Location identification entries
begin

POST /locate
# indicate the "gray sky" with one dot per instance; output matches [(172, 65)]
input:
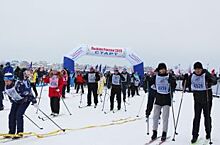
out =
[(174, 31)]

end

## [Your objective]
Write out every line of the material above again, requests included, with each coordinate in the answers shifted up by 52. Leave the pictures out.

## [Complete answer]
POST /locate
# indicate the "gray sky" with one dot per instance; output matches [(172, 65)]
input:
out =
[(226, 83)]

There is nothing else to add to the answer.